WHAT YOU WILL DO - Return verbatim the lines of the data below, beginning with the line that contains "If you could place a marker on the woman's nose" and continuing through the line that contains "point(415, 183)", both of those lines included.

DATA TO USE -
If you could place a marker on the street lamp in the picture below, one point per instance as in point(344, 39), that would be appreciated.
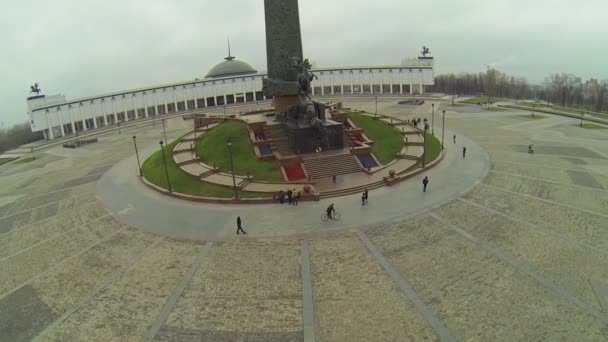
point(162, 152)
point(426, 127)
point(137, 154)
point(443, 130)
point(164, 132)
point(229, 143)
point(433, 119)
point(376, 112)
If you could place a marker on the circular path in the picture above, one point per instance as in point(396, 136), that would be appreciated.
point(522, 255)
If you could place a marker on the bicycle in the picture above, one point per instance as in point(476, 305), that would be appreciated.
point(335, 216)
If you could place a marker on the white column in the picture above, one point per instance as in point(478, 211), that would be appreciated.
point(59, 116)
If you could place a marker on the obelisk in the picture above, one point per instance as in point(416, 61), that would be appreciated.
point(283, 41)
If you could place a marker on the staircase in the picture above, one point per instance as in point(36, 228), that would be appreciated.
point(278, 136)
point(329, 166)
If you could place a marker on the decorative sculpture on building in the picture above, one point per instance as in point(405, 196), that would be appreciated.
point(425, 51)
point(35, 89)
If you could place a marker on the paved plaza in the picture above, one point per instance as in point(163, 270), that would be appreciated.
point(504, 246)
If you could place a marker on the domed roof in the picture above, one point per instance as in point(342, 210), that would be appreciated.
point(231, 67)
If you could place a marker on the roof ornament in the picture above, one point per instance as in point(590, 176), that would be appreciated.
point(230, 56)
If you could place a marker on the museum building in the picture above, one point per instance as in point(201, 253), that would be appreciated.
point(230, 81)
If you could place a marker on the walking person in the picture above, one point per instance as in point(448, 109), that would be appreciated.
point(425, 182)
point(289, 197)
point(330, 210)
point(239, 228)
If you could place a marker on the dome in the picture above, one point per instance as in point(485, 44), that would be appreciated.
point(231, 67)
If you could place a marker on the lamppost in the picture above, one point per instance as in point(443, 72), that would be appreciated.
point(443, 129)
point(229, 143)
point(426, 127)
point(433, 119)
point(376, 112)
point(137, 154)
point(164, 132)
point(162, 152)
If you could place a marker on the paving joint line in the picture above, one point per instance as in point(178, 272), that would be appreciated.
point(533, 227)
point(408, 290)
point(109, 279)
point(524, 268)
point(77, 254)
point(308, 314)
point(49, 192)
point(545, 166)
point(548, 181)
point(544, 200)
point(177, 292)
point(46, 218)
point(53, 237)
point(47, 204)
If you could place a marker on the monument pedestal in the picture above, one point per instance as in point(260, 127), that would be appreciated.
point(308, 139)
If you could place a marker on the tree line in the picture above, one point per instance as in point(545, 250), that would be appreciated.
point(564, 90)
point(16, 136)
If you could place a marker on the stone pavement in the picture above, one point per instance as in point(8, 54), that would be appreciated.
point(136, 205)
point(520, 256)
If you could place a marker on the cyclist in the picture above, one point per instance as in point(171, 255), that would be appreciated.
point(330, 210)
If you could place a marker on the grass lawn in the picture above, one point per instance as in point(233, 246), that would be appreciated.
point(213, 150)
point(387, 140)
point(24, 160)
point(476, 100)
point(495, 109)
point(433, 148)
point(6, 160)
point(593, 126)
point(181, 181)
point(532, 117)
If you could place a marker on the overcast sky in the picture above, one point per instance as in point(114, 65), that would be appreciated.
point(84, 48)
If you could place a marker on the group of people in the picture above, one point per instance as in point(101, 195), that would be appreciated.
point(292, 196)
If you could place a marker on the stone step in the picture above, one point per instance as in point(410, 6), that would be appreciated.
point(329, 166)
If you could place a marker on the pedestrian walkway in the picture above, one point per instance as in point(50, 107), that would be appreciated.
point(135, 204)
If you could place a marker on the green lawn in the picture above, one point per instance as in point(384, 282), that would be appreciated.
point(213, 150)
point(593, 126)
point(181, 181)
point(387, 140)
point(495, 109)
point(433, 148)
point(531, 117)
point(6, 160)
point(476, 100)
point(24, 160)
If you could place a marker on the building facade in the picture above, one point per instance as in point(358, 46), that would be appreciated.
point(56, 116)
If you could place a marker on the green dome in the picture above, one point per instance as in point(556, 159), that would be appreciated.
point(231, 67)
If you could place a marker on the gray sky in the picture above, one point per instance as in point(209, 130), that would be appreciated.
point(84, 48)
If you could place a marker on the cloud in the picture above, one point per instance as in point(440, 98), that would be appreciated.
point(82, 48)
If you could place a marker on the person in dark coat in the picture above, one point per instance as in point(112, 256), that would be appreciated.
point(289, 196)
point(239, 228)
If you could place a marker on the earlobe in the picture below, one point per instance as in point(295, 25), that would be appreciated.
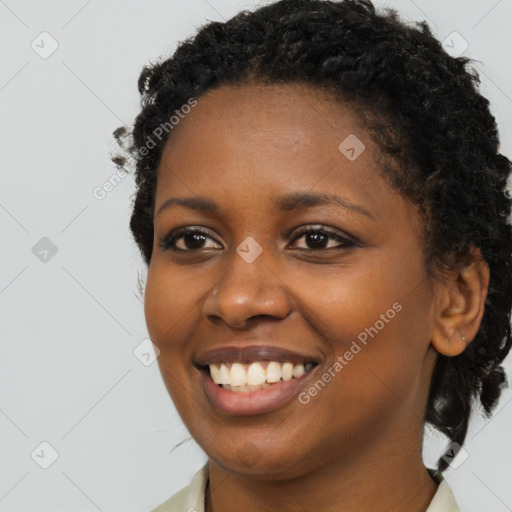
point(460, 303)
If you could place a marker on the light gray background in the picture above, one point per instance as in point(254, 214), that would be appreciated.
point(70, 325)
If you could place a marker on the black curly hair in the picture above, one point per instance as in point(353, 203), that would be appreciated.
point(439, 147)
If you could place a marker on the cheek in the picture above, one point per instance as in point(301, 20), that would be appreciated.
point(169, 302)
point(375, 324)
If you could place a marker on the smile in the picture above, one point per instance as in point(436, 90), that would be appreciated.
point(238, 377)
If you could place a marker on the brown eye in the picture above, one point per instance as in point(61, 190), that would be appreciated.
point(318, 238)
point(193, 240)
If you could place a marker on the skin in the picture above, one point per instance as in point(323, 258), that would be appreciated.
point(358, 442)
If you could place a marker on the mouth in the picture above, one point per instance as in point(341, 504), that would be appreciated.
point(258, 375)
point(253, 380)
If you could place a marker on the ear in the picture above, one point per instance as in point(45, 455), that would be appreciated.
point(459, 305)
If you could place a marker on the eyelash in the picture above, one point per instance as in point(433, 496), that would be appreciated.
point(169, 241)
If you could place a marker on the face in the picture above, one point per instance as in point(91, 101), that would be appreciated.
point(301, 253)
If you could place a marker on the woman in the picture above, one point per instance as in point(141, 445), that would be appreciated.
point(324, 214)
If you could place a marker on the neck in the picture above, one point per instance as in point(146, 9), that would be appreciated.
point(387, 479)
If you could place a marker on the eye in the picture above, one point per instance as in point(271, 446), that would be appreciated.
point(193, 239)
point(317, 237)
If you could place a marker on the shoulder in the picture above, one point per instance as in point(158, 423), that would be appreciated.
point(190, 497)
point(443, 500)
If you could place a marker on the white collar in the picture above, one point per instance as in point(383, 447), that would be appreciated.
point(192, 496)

--

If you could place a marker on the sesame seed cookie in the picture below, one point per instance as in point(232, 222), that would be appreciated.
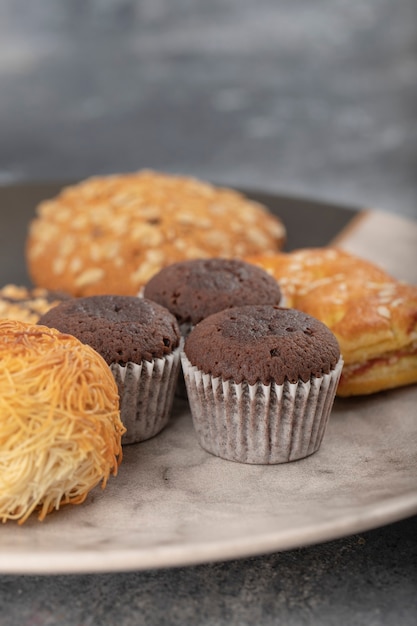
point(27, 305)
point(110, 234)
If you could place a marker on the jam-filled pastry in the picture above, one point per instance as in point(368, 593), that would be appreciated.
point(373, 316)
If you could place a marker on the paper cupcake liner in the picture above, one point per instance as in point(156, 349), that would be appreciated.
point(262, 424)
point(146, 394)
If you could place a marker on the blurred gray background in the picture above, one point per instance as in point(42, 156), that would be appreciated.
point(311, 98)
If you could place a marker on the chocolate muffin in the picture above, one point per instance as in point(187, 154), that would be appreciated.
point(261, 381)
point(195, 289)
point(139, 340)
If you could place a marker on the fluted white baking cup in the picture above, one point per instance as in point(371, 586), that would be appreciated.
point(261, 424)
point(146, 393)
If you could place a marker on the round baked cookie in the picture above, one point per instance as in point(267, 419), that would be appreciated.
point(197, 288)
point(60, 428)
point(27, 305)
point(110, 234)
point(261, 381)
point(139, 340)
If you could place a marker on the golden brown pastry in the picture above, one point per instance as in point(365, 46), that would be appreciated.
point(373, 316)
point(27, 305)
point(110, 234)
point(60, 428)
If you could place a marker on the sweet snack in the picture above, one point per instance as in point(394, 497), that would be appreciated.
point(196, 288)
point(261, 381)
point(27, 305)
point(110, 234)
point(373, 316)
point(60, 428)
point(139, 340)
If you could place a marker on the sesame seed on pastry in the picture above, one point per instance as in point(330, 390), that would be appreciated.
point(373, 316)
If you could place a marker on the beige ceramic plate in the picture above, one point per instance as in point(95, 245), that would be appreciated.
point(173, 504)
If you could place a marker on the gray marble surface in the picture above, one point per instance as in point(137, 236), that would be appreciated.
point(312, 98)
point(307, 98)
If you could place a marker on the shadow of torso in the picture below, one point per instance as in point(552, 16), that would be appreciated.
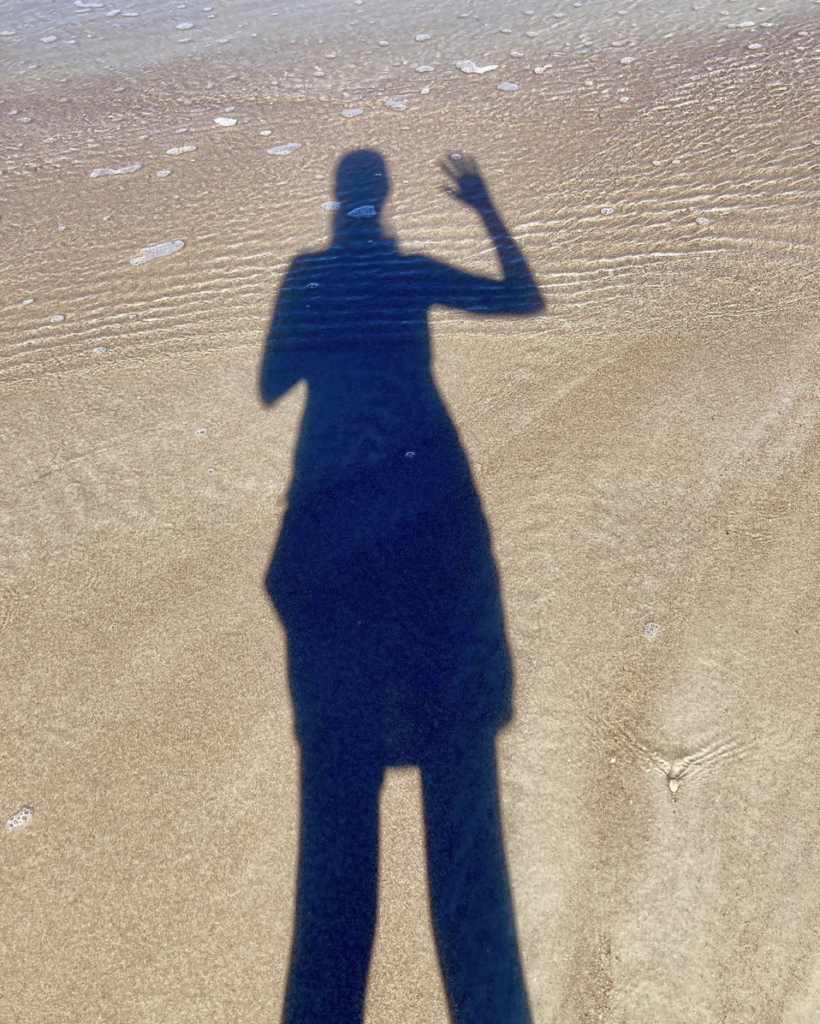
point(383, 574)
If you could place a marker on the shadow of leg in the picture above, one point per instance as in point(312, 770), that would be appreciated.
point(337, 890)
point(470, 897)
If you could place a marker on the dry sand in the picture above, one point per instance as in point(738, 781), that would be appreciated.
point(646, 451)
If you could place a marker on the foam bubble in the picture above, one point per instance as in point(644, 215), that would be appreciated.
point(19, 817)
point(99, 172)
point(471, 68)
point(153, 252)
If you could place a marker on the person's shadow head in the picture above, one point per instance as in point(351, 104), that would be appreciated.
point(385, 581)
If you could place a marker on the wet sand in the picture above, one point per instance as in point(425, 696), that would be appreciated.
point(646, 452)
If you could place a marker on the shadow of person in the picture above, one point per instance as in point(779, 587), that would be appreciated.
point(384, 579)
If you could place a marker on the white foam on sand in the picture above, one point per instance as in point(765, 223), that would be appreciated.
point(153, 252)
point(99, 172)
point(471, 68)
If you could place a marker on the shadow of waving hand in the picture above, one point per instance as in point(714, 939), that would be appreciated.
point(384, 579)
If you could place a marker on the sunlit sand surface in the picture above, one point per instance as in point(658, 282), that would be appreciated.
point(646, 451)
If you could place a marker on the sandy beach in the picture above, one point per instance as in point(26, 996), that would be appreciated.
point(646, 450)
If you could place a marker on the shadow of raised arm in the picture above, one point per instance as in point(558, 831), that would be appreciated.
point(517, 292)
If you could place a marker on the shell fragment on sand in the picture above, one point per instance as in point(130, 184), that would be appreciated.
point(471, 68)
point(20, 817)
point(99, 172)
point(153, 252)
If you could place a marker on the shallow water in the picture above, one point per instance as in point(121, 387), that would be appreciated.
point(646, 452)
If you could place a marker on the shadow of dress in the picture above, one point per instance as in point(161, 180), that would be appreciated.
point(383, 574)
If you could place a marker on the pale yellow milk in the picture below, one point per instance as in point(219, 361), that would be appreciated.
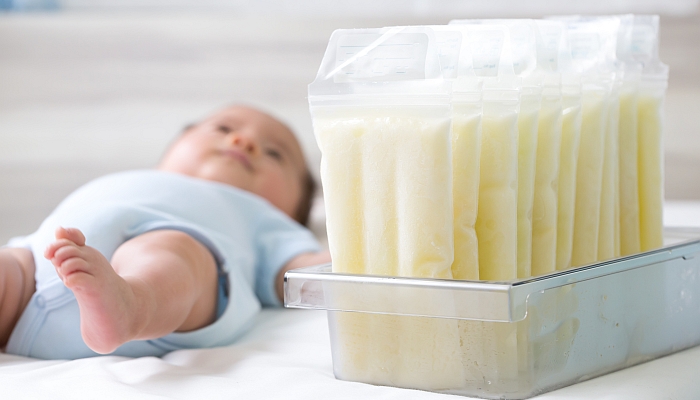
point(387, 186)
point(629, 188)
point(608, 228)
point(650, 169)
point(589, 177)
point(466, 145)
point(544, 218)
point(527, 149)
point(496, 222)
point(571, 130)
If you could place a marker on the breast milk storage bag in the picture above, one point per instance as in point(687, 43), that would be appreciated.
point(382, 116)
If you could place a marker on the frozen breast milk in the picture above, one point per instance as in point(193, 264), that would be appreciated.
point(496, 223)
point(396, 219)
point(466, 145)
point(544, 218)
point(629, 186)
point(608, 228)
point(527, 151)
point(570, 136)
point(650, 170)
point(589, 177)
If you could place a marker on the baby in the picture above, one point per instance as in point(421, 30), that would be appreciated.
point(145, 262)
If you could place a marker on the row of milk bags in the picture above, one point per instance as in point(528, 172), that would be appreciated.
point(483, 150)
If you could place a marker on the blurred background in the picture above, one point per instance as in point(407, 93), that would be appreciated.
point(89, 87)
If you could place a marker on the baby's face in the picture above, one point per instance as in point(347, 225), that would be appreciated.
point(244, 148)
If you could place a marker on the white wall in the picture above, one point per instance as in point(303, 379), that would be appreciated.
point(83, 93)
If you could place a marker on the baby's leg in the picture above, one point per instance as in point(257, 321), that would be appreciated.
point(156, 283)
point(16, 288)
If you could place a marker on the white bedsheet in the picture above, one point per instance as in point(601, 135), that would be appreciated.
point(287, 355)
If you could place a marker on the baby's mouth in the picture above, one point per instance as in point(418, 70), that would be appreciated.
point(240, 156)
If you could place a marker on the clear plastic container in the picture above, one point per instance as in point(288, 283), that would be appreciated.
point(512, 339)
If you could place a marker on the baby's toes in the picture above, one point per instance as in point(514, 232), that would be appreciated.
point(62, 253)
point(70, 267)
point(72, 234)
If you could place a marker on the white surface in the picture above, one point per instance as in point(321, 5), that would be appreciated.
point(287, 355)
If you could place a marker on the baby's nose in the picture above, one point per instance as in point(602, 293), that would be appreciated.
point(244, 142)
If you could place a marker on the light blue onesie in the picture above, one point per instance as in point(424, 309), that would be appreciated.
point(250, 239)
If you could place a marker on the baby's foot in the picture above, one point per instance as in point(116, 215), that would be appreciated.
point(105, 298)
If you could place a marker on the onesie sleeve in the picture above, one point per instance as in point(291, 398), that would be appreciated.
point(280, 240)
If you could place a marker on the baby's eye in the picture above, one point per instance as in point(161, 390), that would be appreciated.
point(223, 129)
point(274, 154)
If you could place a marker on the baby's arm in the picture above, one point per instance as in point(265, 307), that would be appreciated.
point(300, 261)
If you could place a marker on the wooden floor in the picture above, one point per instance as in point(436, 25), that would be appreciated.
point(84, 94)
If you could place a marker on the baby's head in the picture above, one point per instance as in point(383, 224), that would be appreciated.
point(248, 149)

--

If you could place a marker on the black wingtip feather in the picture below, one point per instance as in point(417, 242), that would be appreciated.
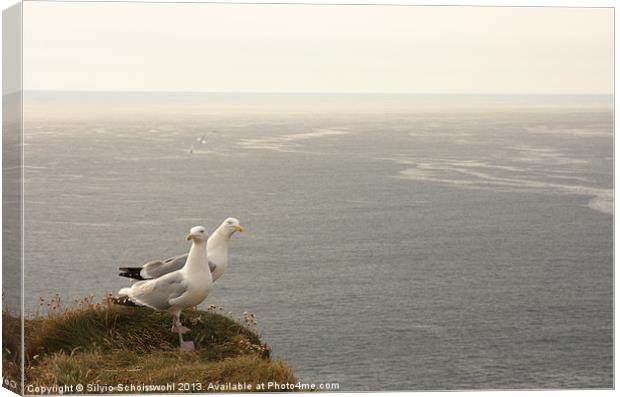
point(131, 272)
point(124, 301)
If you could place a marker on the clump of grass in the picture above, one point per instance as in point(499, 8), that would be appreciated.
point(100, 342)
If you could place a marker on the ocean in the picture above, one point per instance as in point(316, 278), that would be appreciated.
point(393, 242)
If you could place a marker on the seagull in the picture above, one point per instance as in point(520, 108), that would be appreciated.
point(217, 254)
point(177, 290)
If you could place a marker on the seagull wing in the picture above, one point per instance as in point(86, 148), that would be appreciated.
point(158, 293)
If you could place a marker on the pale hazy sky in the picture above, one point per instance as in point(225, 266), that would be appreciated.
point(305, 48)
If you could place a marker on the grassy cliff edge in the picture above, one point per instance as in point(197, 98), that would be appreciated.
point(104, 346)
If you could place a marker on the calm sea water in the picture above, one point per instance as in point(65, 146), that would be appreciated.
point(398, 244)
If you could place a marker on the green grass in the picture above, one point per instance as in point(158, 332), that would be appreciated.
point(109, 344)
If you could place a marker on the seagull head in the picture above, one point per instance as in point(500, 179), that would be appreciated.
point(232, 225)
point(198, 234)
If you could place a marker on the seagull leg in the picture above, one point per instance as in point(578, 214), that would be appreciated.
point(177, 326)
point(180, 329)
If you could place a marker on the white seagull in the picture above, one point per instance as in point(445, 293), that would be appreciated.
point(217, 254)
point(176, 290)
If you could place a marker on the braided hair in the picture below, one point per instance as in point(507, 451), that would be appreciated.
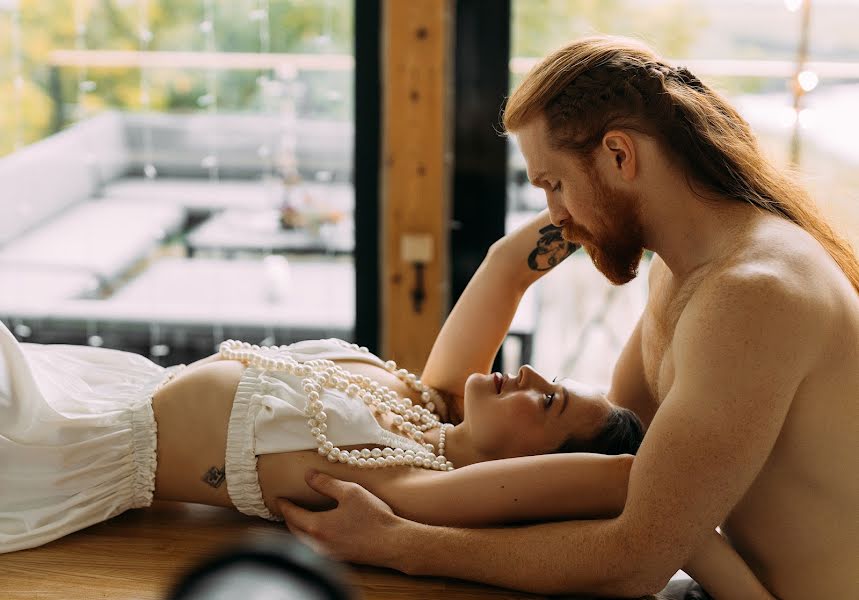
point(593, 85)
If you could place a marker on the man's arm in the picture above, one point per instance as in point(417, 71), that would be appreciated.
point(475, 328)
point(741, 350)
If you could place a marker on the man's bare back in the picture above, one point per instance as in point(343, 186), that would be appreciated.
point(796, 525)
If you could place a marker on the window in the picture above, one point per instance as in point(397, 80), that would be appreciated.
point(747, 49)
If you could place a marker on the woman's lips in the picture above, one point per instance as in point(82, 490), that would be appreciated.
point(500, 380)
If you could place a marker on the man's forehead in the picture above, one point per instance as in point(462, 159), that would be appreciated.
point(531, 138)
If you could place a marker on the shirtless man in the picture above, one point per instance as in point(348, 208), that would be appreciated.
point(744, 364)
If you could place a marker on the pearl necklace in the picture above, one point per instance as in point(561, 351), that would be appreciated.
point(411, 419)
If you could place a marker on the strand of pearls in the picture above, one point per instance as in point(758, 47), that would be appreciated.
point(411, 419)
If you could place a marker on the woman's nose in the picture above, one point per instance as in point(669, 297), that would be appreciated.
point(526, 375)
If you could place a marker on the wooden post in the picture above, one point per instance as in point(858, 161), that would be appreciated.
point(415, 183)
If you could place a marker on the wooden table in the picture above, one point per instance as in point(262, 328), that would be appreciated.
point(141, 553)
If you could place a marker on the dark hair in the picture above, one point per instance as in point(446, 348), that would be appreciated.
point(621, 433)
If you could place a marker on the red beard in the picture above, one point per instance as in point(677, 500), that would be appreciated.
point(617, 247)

ANSWER TO THIS EXERCISE -
If you could place a marker on the woman's nose in the picture above, one point per instance as in point(669, 297), that would be appreciated.
point(526, 375)
If you could place a marker on the wooden post in the picture above, one point per instance as in point(858, 161), that would be appreciated.
point(415, 183)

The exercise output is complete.